◆ What to work on ◆
The records below must be transcribed exactly, with each picture left out.

◆ Extracted material ◆
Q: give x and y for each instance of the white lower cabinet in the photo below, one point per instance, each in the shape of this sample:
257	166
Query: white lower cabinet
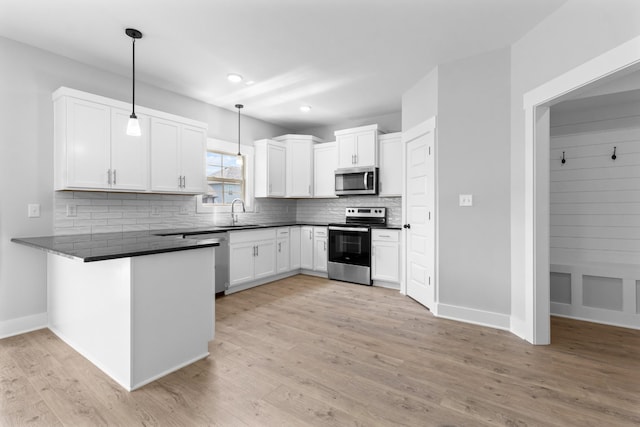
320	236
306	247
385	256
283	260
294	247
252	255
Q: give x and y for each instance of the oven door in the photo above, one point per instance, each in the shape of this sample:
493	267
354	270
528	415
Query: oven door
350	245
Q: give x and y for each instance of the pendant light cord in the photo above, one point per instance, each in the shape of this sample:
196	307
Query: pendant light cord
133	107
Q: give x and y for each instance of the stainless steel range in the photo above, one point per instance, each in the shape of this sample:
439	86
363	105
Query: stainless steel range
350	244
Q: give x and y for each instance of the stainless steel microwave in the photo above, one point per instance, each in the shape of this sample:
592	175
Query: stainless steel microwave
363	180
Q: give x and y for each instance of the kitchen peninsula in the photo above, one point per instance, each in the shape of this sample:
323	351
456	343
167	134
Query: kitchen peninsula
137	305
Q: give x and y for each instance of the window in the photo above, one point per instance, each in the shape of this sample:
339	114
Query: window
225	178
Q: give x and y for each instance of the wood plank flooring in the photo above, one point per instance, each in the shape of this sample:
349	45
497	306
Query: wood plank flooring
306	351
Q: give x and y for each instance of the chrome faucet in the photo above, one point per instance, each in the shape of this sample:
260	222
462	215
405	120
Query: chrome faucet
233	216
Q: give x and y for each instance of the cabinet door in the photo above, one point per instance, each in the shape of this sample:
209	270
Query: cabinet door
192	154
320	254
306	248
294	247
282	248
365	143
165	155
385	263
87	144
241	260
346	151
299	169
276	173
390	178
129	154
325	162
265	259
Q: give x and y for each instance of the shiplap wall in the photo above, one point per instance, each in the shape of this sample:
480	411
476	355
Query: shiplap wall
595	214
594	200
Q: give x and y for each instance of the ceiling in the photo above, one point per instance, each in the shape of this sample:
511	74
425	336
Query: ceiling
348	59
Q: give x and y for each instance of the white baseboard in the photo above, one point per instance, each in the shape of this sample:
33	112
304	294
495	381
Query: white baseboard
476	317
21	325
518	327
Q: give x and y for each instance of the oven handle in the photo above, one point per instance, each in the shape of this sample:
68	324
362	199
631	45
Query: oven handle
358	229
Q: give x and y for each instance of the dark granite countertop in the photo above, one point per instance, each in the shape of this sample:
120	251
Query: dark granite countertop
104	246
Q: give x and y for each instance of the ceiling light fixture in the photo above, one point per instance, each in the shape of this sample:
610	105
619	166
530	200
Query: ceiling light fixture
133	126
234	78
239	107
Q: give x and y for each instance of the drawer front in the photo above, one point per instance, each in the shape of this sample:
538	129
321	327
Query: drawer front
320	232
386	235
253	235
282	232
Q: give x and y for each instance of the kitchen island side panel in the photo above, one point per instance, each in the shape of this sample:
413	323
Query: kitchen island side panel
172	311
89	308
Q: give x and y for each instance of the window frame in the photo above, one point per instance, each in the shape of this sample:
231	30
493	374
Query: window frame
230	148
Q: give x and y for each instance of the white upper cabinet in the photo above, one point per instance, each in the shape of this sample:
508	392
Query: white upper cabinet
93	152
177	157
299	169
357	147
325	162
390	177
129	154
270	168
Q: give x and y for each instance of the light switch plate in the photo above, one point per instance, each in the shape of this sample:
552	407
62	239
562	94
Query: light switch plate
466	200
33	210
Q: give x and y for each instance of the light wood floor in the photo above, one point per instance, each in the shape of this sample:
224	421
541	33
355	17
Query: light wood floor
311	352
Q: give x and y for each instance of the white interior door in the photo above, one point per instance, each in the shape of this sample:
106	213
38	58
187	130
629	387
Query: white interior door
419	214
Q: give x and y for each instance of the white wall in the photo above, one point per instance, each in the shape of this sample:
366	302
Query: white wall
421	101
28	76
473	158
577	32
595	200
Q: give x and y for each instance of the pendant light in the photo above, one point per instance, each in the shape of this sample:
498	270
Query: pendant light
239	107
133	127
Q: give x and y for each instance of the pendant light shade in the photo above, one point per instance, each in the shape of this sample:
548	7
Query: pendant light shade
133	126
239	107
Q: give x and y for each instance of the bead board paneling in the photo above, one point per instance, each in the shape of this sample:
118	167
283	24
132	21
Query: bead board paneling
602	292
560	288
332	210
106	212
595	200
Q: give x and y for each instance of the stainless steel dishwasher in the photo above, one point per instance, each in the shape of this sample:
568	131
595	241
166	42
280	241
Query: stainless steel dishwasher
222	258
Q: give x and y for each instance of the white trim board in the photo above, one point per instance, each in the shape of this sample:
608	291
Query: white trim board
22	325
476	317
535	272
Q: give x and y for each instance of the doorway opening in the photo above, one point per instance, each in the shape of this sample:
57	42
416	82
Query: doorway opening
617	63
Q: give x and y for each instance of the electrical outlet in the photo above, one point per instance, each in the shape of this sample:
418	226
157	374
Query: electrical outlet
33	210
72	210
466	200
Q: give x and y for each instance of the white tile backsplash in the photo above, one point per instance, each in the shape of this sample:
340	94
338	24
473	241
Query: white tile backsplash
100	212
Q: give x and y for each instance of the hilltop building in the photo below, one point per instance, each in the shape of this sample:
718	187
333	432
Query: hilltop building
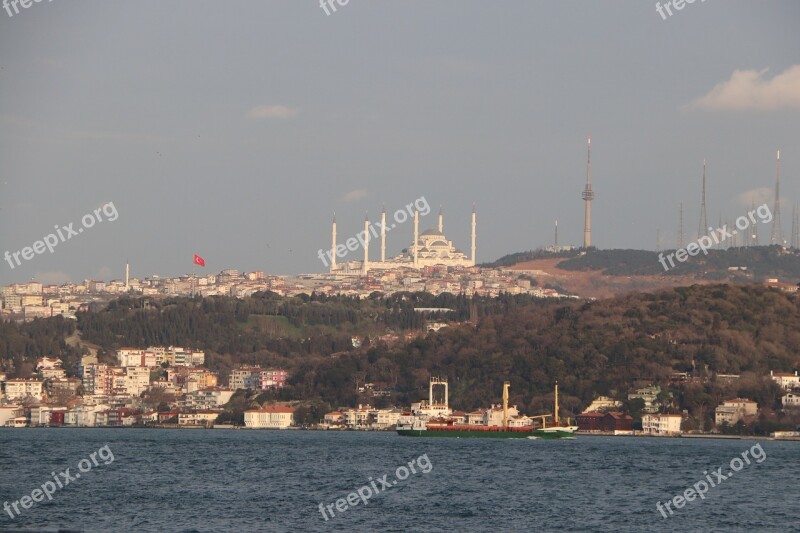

◆ Response to this task ◆
Q: give x and y for each instance of the white lower cabinet in the photo below, one point per instance, each in the shape of this sample:
257	166
Query: white lower cabinet
320	236
306	247
385	256
283	260
294	247
252	255
Q: give x and y for each instance of the oven door in the photo above, one point per instance, each in the shape of this sample:
493	267
354	270
528	415
Query: oven door
350	245
Q: give x and y for each instance of the pendant light cord in the photo above, one point per instance, each in the shape of this sample:
196	307
Query: pendant light cord
133	107
Q: give x and y for each instance of the stainless steel range in the photo above, one point per instance, each in the shape of this sample:
439	86
363	105
Query: stainless steel range
350	244
Q: give x and y for each instance of the stainless steel microwave in the photo above, one point per instance, each in the shape of this sample:
592	175
Query: stainless steel microwave
363	180
Q: give x and y for each instance of the kitchen peninsula in the photo above, one point per instance, each in the shape of this sample:
323	351
456	343
167	134
Query: kitchen peninsula
137	305
Q: give x and y for each instance of the window in the photo above, one point per instance, each in the shape of this sample:
339	114
Query: window
225	178
Q: give x and y for each instance of the wood plank flooring in the photo above, one point per instance, each in the shape of this sample:
349	45
497	306
Query: wood plank flooring
306	351
Q: give x and y for each instance of the chrome faucet in the photo above, one point per instance, each in the shape of this sample:
260	222
462	215
405	120
Query: chrome faucet
233	216
Q: give x and y for each instance of the cabinet door in the photo above, one point per instance, each in the shape of this sample:
209	270
Query: cabinet door
192	154
320	254
306	248
294	247
282	248
365	143
165	155
385	263
87	144
241	260
346	151
299	169
276	173
390	178
129	154
325	162
265	259
Q: give x and y for each instance of the shiplap wall in the photo above, one point per instance, each in the shape of this sample:
480	411
476	355
Query: shiplap wall
595	214
594	200
Q: give x and y for each instance of the ceiling in the photo above, one point per instance, each in the shape of this sample:
511	74
425	336
Query: ceiling
348	59
Q: give x and y for each instance of the white baseboard in the photo above, one point per instance, each in the shape of this sample:
33	112
304	294
495	381
Query: white baseboard
476	317
21	325
518	327
Q: give x and y for each instance of the oven handle in the photo above, one point per instance, each in the shape of this sample:
68	324
362	199
631	45
Query: oven handle
358	229
Q: give x and y for each instance of the dark granite countertop in the photo above, one point per instance, each in the shape of this sample:
120	251
Query: dark granite countertop
104	246
Q: give x and y for each instance of the ceiling light fixture in the photo above, one point per instance, each in the shape of this sample:
610	105
619	166
530	200
Query: ceiling light fixture
133	126
234	78
239	107
Q: give x and y for each instance of the drawer front in the photo above, one point per instance, each in the shape of this sample:
538	129
321	327
Query: drawer front
320	232
386	235
253	235
282	232
Q: give x and y for each instance of the kitchen island side panel in the photo above, one point per instance, each in the shape of this sample:
413	323
Query: kitchen island side panel
172	311
89	308
Q: give x and y for each instance of the window frame in the photo above, one point per instance, each in the shape of this sample:
231	30
493	374
Query: window frame
230	148
Q: give x and y for each instance of the white upper cabinet in the photo above, one point per instance, each in the shape of this sample:
508	392
Query: white upper cabinet
93	152
177	157
299	169
357	147
325	162
390	177
129	154
270	168
Q: give x and y for each instance of the light switch plate in the photo above, one point per instance, each in the shape of this sample:
552	407
62	239
562	94
Query: light switch plate
466	200
33	210
Q: give x and y for each instance of the light wood floor in the photo above, one point per instance, each in the shape of this sample:
224	421
541	33
355	17
Query: light wood floor
311	352
Q: give x and y for each instance of the white interior door in the photo above, one point per instance, each in the shape of this sample:
106	213
38	58
187	130
629	387
Query: white interior door
419	214
Q: give x and y for each instance of the white wall in the photo above, one point per instance, each in the shape of this sample:
366	302
Query: white wall
421	101
28	76
473	158
577	32
595	200
Q: give x and y for each instance of the pendant light in the photo above, one point per instance, each in the shape of this sample:
498	270
Query: pendant light
239	107
133	127
Q: give x and y for each instance of the pendant light shade in the photo above, one point per instance, each in the shape of this sample:
548	7
Query: pendant light shade
133	126
239	107
Q: give x and y for each instance of the bead board paneling in the photo above, one point per instance, each in the shape of this sample:
118	167
283	24
132	21
Query: bead board paneling
602	292
560	288
332	210
106	212
595	200
Q: give x and y for each instance of the stainless steel dishwasher in the photo above, one point per instance, each in the shape of this sample:
568	131
595	241
166	42
280	241
Query: stainless steel dishwasher
222	258
Q: give x and y for each instance of the white trim board in the photo above, one point per instance, each in the shape of this sample:
608	291
Query: white trim board
22	325
476	317
535	272
Q: give x and y for each instance of the doorway opening in the photo above, one point per instance, each in the shape of this sample:
57	42
416	82
Query: doorway opening
617	63
Q: give x and y for each instance of the electrical outlet in the photo above, one point per instance, each in the shape of this sample:
418	226
157	374
Query: electrical outlet
33	210
72	210
466	200
Q: give x and y for each instance of the white tile backsplash in the photo above, one point per instance, each in the shape of this sample:
340	94
338	24
473	241
Query: white tile backsplash
100	212
Q: give x and y for each instance of the hilltop building in the photo below, one point per instance, each in the shape of this sample:
718	187
333	432
Query: hilltop building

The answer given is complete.